СУТЬ ЗАДАНИЯ: Перепишите без изменений строки из записей ниже: начните со строки с «bbox: piece of bread» и продолжайте до строки с «(84, 0), (1170, 322)» включительно.

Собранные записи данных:
****************************************
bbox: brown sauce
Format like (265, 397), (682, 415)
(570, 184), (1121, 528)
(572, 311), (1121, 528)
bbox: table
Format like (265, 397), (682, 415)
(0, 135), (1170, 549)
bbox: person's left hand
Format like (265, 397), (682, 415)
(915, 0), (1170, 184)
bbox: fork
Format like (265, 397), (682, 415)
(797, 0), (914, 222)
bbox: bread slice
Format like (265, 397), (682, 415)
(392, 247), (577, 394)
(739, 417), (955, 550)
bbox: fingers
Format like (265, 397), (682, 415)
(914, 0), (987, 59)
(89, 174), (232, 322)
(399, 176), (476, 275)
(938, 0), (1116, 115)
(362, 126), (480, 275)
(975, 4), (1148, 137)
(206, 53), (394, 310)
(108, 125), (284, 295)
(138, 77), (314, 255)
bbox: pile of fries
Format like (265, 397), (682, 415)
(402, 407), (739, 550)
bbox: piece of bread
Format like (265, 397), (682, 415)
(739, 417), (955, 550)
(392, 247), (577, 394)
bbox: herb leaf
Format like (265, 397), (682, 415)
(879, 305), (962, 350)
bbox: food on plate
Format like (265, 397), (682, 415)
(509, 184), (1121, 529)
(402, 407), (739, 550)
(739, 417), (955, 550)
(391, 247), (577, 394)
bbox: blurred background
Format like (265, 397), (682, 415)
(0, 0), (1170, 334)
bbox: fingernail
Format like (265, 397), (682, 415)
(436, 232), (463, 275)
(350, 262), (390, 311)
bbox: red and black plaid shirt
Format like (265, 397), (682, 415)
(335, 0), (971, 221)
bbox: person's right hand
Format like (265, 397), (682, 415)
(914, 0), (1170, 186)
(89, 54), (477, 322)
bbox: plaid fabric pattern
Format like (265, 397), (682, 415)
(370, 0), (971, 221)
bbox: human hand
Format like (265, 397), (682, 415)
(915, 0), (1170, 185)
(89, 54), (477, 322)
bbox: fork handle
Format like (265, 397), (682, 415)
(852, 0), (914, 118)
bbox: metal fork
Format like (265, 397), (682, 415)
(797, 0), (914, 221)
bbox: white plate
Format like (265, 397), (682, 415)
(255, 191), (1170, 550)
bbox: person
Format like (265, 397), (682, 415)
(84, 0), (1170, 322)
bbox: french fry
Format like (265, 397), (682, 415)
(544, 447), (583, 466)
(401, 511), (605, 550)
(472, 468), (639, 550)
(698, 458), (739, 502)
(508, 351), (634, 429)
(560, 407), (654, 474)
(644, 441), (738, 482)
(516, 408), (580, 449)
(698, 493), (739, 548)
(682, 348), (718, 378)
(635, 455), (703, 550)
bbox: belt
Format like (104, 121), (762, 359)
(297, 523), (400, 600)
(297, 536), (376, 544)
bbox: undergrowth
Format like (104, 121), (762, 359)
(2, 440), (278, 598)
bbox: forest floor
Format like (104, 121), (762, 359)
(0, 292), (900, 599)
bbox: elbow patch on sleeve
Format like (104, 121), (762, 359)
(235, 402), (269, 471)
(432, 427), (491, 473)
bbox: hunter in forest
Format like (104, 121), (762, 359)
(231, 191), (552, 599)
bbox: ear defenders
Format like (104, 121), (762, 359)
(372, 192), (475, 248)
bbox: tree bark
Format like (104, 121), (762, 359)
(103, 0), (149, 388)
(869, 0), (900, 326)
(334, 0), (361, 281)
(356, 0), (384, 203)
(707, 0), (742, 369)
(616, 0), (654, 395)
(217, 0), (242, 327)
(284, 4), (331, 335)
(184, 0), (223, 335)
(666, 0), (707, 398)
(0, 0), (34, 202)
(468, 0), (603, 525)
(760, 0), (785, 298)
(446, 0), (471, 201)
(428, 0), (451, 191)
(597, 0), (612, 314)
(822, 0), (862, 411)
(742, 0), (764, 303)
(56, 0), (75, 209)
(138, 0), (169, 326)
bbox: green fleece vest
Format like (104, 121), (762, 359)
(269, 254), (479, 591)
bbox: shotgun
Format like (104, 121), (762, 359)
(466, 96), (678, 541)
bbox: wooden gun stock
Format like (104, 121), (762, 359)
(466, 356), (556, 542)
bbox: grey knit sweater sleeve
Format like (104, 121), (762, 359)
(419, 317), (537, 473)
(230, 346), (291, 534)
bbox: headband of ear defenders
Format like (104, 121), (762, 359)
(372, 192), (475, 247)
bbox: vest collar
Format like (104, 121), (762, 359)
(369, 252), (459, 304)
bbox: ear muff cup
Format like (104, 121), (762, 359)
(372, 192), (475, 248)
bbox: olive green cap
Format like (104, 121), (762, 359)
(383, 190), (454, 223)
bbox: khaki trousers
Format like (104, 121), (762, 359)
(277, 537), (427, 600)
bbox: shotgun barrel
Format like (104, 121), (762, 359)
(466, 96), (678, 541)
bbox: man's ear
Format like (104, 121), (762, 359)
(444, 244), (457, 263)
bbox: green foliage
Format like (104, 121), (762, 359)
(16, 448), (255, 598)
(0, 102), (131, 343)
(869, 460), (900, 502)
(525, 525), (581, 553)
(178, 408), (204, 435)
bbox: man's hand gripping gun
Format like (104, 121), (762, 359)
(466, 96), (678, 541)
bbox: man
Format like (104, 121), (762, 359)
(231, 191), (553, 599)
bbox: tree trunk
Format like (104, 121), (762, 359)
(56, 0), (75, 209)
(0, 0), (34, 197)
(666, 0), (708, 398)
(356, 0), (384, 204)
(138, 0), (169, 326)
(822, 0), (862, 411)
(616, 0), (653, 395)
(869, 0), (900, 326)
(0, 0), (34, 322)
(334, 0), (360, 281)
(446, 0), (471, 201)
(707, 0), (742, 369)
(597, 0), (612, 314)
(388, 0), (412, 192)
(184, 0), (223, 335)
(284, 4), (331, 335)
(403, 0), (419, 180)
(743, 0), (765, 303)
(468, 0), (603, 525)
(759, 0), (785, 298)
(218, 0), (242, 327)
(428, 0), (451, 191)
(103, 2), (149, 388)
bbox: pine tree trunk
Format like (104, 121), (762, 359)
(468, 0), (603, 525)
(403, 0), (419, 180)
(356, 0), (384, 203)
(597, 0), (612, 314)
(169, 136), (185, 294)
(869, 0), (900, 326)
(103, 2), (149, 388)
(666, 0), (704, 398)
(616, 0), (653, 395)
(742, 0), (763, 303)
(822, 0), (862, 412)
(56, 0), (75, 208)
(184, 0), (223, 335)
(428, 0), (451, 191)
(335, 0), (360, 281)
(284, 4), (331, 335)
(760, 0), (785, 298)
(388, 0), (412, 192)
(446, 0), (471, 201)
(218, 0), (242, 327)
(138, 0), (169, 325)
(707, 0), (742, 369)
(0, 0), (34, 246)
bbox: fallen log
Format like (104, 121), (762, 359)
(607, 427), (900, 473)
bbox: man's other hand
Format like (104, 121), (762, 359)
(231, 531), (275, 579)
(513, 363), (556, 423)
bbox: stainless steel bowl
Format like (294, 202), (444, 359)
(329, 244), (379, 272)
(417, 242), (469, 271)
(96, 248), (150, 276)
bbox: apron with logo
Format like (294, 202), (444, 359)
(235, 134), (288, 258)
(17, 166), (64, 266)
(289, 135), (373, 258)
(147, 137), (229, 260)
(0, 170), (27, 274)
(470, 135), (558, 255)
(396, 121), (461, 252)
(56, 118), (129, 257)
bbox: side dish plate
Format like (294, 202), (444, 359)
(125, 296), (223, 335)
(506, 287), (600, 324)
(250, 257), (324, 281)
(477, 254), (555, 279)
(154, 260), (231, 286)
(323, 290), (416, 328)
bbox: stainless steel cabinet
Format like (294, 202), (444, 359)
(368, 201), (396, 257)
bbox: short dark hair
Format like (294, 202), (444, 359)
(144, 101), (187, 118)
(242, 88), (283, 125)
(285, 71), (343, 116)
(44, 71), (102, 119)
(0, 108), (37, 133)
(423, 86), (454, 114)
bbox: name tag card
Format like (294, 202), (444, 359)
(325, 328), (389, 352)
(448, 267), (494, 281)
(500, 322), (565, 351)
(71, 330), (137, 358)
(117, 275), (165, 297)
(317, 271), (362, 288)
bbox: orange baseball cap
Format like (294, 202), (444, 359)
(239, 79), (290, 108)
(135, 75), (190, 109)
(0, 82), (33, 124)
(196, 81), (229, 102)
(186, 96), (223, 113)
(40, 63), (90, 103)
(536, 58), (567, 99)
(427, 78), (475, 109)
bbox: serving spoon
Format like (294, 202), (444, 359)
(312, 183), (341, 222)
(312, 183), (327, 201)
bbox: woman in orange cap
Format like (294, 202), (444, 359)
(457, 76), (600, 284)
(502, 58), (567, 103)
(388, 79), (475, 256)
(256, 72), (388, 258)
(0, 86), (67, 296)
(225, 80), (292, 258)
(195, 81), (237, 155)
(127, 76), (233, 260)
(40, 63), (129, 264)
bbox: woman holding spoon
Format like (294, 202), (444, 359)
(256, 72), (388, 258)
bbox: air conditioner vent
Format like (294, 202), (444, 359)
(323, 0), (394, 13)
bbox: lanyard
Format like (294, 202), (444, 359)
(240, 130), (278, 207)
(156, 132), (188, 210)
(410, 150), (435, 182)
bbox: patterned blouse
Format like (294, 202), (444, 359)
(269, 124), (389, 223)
****************************************
ОЖИДАЕМЫЙ ОТВЕТ:
bbox: piece of bread
Format like (265, 397), (682, 415)
(739, 417), (955, 550)
(392, 247), (577, 394)
bbox: herb leaf
Format like (265, 397), (682, 415)
(879, 305), (962, 350)
bbox: food on plate
Format like (265, 397), (682, 415)
(509, 184), (1121, 529)
(402, 407), (739, 550)
(739, 417), (955, 550)
(391, 247), (577, 394)
bbox: blurred background
Format like (265, 397), (682, 415)
(0, 0), (1170, 334)
bbox: fingernail
Format like (265, 397), (682, 415)
(436, 232), (463, 275)
(350, 262), (390, 311)
bbox: red and black plaid shirt
Format like (265, 397), (682, 415)
(335, 0), (971, 221)
bbox: person's right hand
Format like (265, 397), (682, 415)
(914, 0), (1170, 186)
(89, 54), (477, 322)
bbox: plaid fabric pattern
Format like (265, 397), (682, 415)
(370, 0), (971, 221)
bbox: human hand
Format like (265, 397), (682, 415)
(915, 0), (1170, 185)
(89, 54), (477, 322)
bbox: fork handle
Format like (265, 397), (682, 415)
(852, 0), (914, 118)
bbox: metal fork
Format like (265, 397), (682, 415)
(797, 0), (914, 221)
bbox: white plate
Format like (265, 397), (682, 415)
(255, 191), (1170, 550)
bbox: person
Format like (265, 397), (682, 415)
(84, 0), (1170, 322)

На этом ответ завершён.